━━━ Entries provided ━━━

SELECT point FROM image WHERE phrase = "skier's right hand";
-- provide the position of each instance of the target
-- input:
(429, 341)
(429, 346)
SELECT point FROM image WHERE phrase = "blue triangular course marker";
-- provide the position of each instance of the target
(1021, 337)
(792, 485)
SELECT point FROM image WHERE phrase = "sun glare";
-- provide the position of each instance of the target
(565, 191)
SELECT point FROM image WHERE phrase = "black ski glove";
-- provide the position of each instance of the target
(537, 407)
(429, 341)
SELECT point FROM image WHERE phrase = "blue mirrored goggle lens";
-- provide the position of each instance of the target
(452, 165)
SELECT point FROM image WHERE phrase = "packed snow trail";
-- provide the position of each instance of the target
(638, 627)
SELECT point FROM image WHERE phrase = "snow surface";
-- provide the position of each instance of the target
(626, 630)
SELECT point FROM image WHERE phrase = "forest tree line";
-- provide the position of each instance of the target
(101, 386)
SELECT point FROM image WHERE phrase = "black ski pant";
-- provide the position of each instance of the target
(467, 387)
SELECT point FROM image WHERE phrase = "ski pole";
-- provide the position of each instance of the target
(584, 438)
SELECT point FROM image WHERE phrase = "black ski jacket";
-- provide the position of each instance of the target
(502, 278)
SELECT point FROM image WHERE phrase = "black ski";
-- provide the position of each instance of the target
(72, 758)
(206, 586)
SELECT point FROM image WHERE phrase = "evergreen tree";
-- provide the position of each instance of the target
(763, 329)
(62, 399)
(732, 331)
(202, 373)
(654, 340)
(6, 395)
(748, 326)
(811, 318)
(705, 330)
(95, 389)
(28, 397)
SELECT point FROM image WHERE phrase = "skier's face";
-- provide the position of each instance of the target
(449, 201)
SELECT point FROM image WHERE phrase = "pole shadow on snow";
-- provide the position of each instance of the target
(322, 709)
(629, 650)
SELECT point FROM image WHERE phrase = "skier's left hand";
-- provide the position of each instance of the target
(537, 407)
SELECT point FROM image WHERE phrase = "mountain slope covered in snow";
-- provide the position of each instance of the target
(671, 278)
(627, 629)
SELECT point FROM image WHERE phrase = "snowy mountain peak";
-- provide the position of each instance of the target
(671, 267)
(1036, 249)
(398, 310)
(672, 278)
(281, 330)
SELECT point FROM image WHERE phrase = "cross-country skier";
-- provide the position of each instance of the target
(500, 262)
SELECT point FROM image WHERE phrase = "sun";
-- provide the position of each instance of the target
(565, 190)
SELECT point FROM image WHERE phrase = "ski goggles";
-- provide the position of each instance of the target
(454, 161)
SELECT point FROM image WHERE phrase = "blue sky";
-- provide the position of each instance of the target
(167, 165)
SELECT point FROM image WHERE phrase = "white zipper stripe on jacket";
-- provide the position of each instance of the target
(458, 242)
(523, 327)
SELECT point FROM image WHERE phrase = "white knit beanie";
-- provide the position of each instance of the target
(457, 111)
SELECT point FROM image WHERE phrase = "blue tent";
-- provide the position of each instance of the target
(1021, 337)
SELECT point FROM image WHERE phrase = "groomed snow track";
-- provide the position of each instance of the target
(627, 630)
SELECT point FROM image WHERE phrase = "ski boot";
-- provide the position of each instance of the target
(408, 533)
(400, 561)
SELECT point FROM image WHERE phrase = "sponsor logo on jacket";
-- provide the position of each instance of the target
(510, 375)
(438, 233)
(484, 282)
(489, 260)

━━━

:: Goal of the exercise ::
Each line from the one containing "zipper stripe on" to the final line of the entries above must be returned exactly, and no other line may appear.

:: The answer ::
SELECT point FROM image WHERE phrase = "white zipper stripe on jacket";
-- provide the position of each instance of the target
(458, 242)
(523, 327)
SELECT point FROM image WHERE phrase = "white knit beanie";
-- provide the position of each instance of the target
(457, 111)
SELECT point FROM image WHERE phrase = "blue tent";
-- provide the position of each instance of the target
(1021, 337)
SELECT point FROM image WHERE phrase = "groomed snow track";
-- provide the position of each instance of the target
(627, 630)
SELECT point FROM image WHERE phrase = "ski boot";
-- provide the position of each instance of the target
(408, 533)
(400, 561)
SELECT point FROM image WHERE phrase = "sponsor logo on jacket";
-- provide the position of each instance of the target
(510, 375)
(438, 233)
(484, 282)
(489, 260)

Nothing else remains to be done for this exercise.